#### [Required action]
Go to the line with "pixel 528 343" in the records below, then output it and each following line exactly, up to and including the line with "Target: shovel handle". Skip pictures and add nothing.

#### [Data listing]
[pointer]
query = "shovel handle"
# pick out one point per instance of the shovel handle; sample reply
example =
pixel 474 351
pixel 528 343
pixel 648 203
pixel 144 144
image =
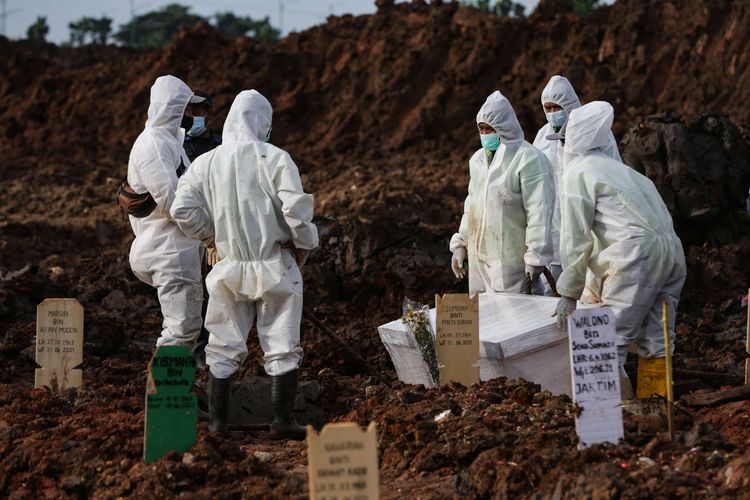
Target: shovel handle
* * *
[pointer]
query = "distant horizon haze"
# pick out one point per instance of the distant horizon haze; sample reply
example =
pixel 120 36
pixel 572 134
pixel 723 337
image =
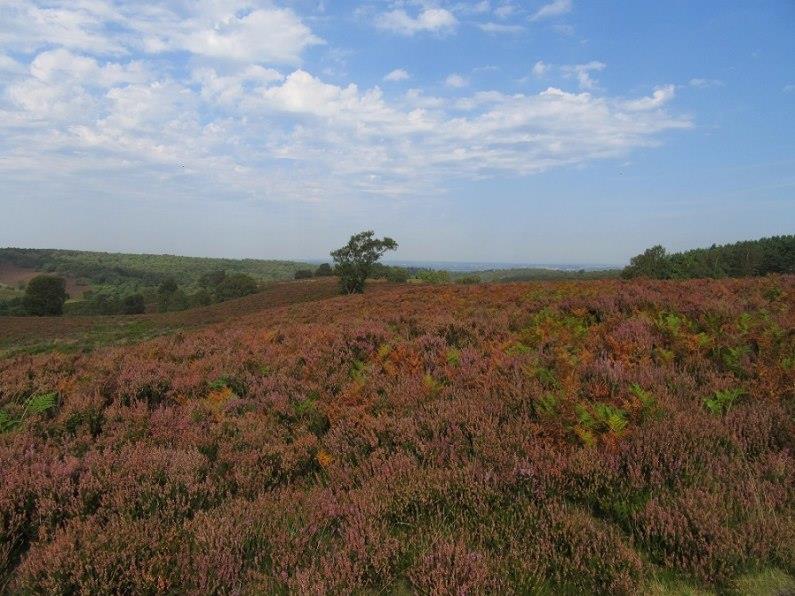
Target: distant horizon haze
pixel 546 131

#### [Your response]
pixel 528 343
pixel 648 203
pixel 144 144
image =
Target: shovel handle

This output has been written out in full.